_Requirement_
Write out every record in full, exactly as written, please.

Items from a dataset
* BEGIN *

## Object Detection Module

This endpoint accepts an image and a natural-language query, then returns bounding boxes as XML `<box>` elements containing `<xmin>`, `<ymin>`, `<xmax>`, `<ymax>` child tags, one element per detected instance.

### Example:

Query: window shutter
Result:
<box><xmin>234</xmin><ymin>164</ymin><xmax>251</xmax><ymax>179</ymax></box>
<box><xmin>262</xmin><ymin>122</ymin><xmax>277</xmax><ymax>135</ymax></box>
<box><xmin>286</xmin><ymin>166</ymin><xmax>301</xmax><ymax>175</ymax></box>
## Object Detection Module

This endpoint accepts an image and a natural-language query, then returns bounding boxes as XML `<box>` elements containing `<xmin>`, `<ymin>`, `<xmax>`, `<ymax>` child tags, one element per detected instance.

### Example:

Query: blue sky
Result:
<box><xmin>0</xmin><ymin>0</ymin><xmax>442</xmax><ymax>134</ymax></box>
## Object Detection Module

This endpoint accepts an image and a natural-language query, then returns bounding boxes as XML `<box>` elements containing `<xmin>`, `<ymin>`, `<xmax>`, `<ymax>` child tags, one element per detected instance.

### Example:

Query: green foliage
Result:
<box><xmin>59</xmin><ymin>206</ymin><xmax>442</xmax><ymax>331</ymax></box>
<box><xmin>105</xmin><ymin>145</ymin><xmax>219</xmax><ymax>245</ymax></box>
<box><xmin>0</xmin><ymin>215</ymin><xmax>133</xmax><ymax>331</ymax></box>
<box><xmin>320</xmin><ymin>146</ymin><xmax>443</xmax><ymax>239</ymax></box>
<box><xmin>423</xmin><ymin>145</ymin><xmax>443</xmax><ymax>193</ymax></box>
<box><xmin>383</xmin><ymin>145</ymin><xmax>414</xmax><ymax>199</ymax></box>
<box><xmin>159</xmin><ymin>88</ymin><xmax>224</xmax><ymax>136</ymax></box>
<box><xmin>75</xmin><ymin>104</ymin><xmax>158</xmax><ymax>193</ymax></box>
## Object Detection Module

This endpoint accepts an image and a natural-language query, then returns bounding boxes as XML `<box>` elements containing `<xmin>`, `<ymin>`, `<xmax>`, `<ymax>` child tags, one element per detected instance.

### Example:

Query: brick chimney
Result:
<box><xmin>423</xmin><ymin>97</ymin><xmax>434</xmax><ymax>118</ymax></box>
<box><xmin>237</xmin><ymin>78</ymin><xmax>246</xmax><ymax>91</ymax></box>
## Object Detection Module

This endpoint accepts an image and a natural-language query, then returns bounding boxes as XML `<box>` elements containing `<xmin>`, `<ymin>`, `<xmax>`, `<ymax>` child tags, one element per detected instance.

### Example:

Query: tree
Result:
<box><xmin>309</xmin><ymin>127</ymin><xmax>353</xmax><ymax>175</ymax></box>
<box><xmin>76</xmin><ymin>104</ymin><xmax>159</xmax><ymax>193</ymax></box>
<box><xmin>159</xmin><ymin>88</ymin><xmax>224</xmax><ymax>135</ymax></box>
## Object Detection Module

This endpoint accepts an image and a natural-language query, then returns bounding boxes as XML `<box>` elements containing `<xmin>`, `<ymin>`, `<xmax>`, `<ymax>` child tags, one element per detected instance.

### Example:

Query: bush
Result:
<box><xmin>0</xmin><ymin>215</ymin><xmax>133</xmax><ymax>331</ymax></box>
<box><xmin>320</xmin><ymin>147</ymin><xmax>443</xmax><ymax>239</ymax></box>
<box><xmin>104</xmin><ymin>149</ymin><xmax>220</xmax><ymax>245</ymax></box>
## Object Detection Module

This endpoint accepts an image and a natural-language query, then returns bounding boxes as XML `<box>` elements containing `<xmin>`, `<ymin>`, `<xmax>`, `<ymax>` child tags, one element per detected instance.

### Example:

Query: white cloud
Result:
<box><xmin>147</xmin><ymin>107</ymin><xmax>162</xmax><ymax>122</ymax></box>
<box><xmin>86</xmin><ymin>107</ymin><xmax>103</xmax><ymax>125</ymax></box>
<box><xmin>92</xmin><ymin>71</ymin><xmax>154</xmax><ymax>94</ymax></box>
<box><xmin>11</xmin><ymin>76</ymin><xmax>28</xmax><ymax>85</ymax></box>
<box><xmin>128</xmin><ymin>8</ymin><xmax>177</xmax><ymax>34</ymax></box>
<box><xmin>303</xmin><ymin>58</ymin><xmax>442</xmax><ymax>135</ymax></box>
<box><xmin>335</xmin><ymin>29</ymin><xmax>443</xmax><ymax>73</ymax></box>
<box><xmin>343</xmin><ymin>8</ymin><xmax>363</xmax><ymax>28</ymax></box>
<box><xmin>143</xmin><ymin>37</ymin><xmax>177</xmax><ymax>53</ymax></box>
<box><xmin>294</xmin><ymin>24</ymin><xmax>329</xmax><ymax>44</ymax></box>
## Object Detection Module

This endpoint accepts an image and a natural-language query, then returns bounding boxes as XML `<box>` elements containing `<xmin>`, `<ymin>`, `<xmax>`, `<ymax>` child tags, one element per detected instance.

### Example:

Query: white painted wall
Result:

* END *

_Exercise answer_
## Object Detection Module

This endpoint accepts an image and a natural-language query, then returns bounding boxes as XML `<box>` elements containing `<xmin>`, `<ymin>`, `<xmax>`, `<ymax>` child tags, one element per detected instance.

### Example:

Query: window shutter
Result:
<box><xmin>234</xmin><ymin>164</ymin><xmax>251</xmax><ymax>179</ymax></box>
<box><xmin>262</xmin><ymin>122</ymin><xmax>277</xmax><ymax>135</ymax></box>
<box><xmin>286</xmin><ymin>166</ymin><xmax>301</xmax><ymax>175</ymax></box>
## Object Detection Module

This endpoint accepts an image and a natural-language query, then returns bounding boxes as XML `<box>` elements containing `<xmin>`, `<ymin>`, `<xmax>`, `<ymax>` child tags, one element per detected instance.

### Example:

Query: blue sky
Result:
<box><xmin>0</xmin><ymin>0</ymin><xmax>442</xmax><ymax>134</ymax></box>
## Object Detection Module

This endpoint accepts an image and a natural-language query, then returns bounding boxes as XML `<box>` elements containing `<xmin>`, `<ymin>`, `<xmax>`, `<ymax>` child tags, one element per detected instance.

### Example:

Query: green foliage
Result:
<box><xmin>59</xmin><ymin>206</ymin><xmax>442</xmax><ymax>331</ymax></box>
<box><xmin>105</xmin><ymin>145</ymin><xmax>219</xmax><ymax>245</ymax></box>
<box><xmin>0</xmin><ymin>215</ymin><xmax>133</xmax><ymax>331</ymax></box>
<box><xmin>320</xmin><ymin>146</ymin><xmax>443</xmax><ymax>239</ymax></box>
<box><xmin>423</xmin><ymin>145</ymin><xmax>443</xmax><ymax>193</ymax></box>
<box><xmin>383</xmin><ymin>145</ymin><xmax>414</xmax><ymax>199</ymax></box>
<box><xmin>159</xmin><ymin>88</ymin><xmax>224</xmax><ymax>136</ymax></box>
<box><xmin>75</xmin><ymin>104</ymin><xmax>158</xmax><ymax>193</ymax></box>
## Object Detection Module

This endpoint accepts an image and a natural-language query, then returns bounding boxes as XML `<box>` elements containing `<xmin>`, `<ymin>`, `<xmax>`, `<ymax>` child tags, one element per detected instance.

### Example:

Query: brick chimney
Result:
<box><xmin>423</xmin><ymin>97</ymin><xmax>434</xmax><ymax>118</ymax></box>
<box><xmin>237</xmin><ymin>78</ymin><xmax>246</xmax><ymax>91</ymax></box>
## Object Detection Module

This endpoint accepts an image and a natural-language query, then returns bounding boxes as XML `<box>` elements containing `<xmin>`, `<ymin>`, `<xmax>`, `<ymax>` child tags, one element per detected instance.

### Example:

Query: tree
Result:
<box><xmin>309</xmin><ymin>127</ymin><xmax>353</xmax><ymax>175</ymax></box>
<box><xmin>76</xmin><ymin>104</ymin><xmax>159</xmax><ymax>193</ymax></box>
<box><xmin>159</xmin><ymin>88</ymin><xmax>224</xmax><ymax>135</ymax></box>
## Object Detection Module

This endpoint accepts an image and a natural-language query, then returns bounding boxes as XML `<box>` elements containing `<xmin>`, `<ymin>`, `<xmax>`, `<ymax>` child tags, one element per detected instance.

### Example:

Query: bush
Result:
<box><xmin>0</xmin><ymin>215</ymin><xmax>133</xmax><ymax>331</ymax></box>
<box><xmin>320</xmin><ymin>147</ymin><xmax>443</xmax><ymax>239</ymax></box>
<box><xmin>104</xmin><ymin>149</ymin><xmax>220</xmax><ymax>245</ymax></box>
## Object Detection Module

This endpoint accepts an image and a natural-language query, then returns bounding boxes as XML `<box>` elements containing `<xmin>`, `<ymin>`, `<xmax>`, `<ymax>` child tags, one element per detected instance.

### Example:

Query: white cloud
Result:
<box><xmin>147</xmin><ymin>107</ymin><xmax>162</xmax><ymax>122</ymax></box>
<box><xmin>86</xmin><ymin>107</ymin><xmax>103</xmax><ymax>125</ymax></box>
<box><xmin>92</xmin><ymin>71</ymin><xmax>154</xmax><ymax>94</ymax></box>
<box><xmin>11</xmin><ymin>76</ymin><xmax>28</xmax><ymax>85</ymax></box>
<box><xmin>128</xmin><ymin>8</ymin><xmax>177</xmax><ymax>34</ymax></box>
<box><xmin>303</xmin><ymin>58</ymin><xmax>442</xmax><ymax>135</ymax></box>
<box><xmin>335</xmin><ymin>29</ymin><xmax>443</xmax><ymax>73</ymax></box>
<box><xmin>343</xmin><ymin>8</ymin><xmax>363</xmax><ymax>28</ymax></box>
<box><xmin>143</xmin><ymin>37</ymin><xmax>177</xmax><ymax>53</ymax></box>
<box><xmin>294</xmin><ymin>24</ymin><xmax>329</xmax><ymax>44</ymax></box>
## Object Detection Module

This endpoint accepts an image and a natural-language query, then returns bounding boxes as XML `<box>` elements containing `<xmin>`, `<ymin>`, `<xmax>`, `<ymax>` child tags, one element per detected instance.

### Example:

Query: white painted wall
Result:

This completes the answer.